YOUR INSTRUCTIONS: Each line of the entries, from the first to the line containing "like x=237 y=115.", is to be transcribed exactly as it stands; include no other lines.

━━━━━━━━

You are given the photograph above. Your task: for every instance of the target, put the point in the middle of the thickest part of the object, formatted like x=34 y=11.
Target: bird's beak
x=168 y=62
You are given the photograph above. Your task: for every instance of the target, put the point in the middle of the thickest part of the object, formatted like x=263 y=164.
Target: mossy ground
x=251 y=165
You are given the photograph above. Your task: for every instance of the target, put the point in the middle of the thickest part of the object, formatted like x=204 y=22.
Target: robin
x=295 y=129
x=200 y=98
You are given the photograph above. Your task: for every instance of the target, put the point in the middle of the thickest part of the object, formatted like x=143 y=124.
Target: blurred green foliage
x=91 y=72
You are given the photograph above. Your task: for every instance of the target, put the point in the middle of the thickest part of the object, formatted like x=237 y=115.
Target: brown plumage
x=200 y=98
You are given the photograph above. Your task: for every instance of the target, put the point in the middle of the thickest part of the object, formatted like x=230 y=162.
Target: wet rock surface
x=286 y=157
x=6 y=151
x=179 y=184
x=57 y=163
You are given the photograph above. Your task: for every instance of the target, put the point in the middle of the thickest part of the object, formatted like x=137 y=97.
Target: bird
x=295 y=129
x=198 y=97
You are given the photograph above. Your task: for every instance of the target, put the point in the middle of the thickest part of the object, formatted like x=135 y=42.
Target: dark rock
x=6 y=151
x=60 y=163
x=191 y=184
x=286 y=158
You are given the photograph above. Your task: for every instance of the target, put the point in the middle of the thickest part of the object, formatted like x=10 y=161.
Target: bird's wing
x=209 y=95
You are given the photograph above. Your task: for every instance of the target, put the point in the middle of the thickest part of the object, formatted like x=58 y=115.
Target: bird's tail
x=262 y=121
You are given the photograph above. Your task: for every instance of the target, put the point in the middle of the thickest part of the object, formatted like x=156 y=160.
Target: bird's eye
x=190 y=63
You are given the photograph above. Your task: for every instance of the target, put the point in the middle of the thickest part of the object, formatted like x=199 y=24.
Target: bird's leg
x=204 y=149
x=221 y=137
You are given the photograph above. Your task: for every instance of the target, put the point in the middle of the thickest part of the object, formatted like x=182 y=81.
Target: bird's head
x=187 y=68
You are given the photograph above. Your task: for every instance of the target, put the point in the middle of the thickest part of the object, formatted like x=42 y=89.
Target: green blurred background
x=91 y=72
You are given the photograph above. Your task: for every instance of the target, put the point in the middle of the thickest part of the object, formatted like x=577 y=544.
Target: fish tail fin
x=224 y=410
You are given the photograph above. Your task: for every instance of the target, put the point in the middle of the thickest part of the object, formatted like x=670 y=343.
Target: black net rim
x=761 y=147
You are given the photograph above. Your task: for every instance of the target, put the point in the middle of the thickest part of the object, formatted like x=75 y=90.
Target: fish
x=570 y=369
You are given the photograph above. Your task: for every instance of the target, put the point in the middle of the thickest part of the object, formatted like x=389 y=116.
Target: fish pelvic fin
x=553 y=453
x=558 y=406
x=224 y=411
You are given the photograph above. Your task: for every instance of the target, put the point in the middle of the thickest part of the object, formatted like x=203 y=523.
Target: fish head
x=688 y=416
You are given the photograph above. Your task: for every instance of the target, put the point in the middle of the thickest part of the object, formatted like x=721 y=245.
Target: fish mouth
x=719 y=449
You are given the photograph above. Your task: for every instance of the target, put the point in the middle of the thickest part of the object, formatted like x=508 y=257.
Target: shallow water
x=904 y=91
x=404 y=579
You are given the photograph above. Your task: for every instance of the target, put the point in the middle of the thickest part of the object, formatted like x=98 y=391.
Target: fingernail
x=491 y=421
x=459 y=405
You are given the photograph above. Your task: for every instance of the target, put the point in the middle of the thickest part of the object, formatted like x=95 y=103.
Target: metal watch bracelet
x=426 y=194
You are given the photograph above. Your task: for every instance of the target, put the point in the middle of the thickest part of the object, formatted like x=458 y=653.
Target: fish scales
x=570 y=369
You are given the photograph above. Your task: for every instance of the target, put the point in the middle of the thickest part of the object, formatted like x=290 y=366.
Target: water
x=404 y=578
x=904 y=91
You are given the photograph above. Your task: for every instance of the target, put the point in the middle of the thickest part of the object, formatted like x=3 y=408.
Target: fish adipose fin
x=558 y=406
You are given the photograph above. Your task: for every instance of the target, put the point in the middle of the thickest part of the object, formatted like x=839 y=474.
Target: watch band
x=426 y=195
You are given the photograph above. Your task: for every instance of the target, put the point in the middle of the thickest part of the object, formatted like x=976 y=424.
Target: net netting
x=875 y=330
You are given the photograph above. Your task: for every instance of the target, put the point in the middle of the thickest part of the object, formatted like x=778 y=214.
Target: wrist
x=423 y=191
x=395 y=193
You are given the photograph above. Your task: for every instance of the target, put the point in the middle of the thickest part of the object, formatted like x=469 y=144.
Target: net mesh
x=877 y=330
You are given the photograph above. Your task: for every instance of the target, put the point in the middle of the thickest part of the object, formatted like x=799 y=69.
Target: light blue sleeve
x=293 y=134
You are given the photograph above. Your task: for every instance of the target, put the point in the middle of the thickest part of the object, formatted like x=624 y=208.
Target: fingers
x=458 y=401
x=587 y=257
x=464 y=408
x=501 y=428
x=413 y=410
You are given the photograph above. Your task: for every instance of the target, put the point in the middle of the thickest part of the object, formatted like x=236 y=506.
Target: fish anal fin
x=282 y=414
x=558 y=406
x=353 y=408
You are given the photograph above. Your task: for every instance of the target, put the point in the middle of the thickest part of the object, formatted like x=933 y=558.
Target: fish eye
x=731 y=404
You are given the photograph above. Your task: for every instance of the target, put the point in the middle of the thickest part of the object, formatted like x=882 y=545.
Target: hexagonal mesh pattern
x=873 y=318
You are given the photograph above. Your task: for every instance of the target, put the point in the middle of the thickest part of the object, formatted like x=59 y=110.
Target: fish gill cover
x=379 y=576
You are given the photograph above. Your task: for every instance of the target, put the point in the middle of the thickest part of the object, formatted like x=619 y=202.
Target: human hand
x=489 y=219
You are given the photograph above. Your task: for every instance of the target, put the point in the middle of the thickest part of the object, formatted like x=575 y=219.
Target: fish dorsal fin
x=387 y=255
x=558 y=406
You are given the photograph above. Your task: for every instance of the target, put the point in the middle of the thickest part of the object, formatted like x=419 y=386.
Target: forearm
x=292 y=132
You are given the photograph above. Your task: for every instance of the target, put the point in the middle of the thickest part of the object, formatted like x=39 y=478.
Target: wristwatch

━━━━━━━━

EXPECTED ANSWER:
You are given the photograph above. Your task: for every instance of the target, put the point in the middle of the thickest part of the object, formatted like x=34 y=11.
Target: bird's beak
x=168 y=62
You are given the photograph above. Your task: for every instance of the target, put the point in the middle of the thickest part of the object, formatted like x=263 y=164.
Target: mossy ground
x=251 y=165
You are given the photograph above. Your task: for every instance of the target, put the point in the middle of the thickest part of the object, formatted like x=204 y=22.
Target: robin
x=295 y=129
x=200 y=98
You are given the photograph above. Your task: for every instance of the target, put the point in the middle of the thickest part of the object, formatted like x=143 y=124.
Target: blurred green foliage
x=91 y=72
You are given the photograph above. Your task: for every instance of the target, put the point in the middle of the thickest part of the object, formatted like x=237 y=115.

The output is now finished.